● **COMPLETE THE FOLLOWING**
A - Please translate this sentence from the ScyllaDB backup thread into French: "In case you have any question about how SM restore/backup operate (or why does it work like that), please ask me."
B - Carry the ScyllaDB backup thread forward from its final line.

+++ SELECTED TEXT

We are enhancing ScyllaDB with a native RESTful API to efficiently backup and restore SSTables to and from object storage services

@tchaikov Do you have some swagger designing the API for backup and restore already that we could take a look on ?

sure.

karol-kokoszka commented 2 months ago

BTW, it's worth to include it into integration tests. We do that in Scylla Manager already. https://github.com/scylladb/scylla-manager/tree/master/testing

what do you mean by "it"?

I mean Minio.

tchaikov commented 2 months ago

@tchaikov sorry for such a later response, I've been busy with patching current SM restore implementation, as it was the hottest priority from SM POV. I will take a look at those two PRs tomorrow:

In case you have any question about how SM restore/backup operate (or why does it work like that), please ask me. We can even schedule a call if needed.

hi @Michal-Leszczynski thanks for your reply. i just sent a meeting invite to you. hopefully the time works for you so you can hop in and we can sync up with each other.

tchaikov commented 2 months ago

BTW, it's worth to include it into integration tests. We do that in Scylla Manager already. https://github.com/scylladb/scylla-manager/tree/master/testing

what do you mean by "it"?

I mean Minio.

++++++
+++ DATA SUPPLIED

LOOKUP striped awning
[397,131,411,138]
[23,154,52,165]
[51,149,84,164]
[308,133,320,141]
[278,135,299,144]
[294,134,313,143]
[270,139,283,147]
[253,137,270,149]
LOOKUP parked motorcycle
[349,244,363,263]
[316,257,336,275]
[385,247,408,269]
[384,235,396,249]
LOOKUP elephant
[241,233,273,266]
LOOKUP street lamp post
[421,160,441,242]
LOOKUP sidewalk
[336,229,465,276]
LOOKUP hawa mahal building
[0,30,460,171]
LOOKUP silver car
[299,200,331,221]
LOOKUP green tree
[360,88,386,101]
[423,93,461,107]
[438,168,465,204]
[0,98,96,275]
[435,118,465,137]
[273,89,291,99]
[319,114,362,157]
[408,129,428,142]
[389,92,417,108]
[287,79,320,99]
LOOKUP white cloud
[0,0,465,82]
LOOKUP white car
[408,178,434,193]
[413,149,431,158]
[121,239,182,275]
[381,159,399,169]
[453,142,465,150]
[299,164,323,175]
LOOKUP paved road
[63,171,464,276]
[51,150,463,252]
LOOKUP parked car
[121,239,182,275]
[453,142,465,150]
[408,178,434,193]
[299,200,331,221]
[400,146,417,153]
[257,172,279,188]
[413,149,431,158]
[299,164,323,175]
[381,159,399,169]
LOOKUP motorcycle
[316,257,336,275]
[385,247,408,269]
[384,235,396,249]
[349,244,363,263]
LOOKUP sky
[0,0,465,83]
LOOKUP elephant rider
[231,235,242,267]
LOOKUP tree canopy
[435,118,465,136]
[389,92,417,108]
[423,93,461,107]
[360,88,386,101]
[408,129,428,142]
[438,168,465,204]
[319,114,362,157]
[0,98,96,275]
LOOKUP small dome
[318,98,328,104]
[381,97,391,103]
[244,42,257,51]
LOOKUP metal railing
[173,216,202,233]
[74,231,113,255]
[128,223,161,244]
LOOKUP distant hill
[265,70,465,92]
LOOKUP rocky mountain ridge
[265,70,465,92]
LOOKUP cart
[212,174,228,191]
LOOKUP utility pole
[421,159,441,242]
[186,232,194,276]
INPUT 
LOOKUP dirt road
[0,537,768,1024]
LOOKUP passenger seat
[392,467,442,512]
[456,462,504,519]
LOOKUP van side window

++++++

● **OUTPUTS IN ORDER**
A - Si vous avez des questions sur le fonctionnement de la restauration/sauvegarde de SM (ou sur la raison pour laquelle elle fonctionne ainsi), n'hésitez pas à me les poser.

B -
yeah, we are already using minio for testing. see https://github.com/scylladb/scylladb/blob/e4b213f041b131f38a9d782c67152e1203bd3a7e/test/pylib/minio_server.py#L28

regevran commented 2 months ago

hi @Michal-Leszczynski thanks for your reply. i just sent a meeting invite to you. hopefully the time works for you so you can hop in and we can sync up with each other.

May I join too?

tchaikov commented 2 months ago

hi @Michal-Leszczynski thanks for your reply. i just sent a meeting invite to you. hopefully the time works for you so you can hop in and we can sync up with each other.

May I join too?

it's the weekly backup and restore meeting. so you are already invited.

regevran commented 1 month ago

@tchaikov - I suggest we close this issue as we learnt a lot since it was opened. Some of the information here is not updated and even confusing.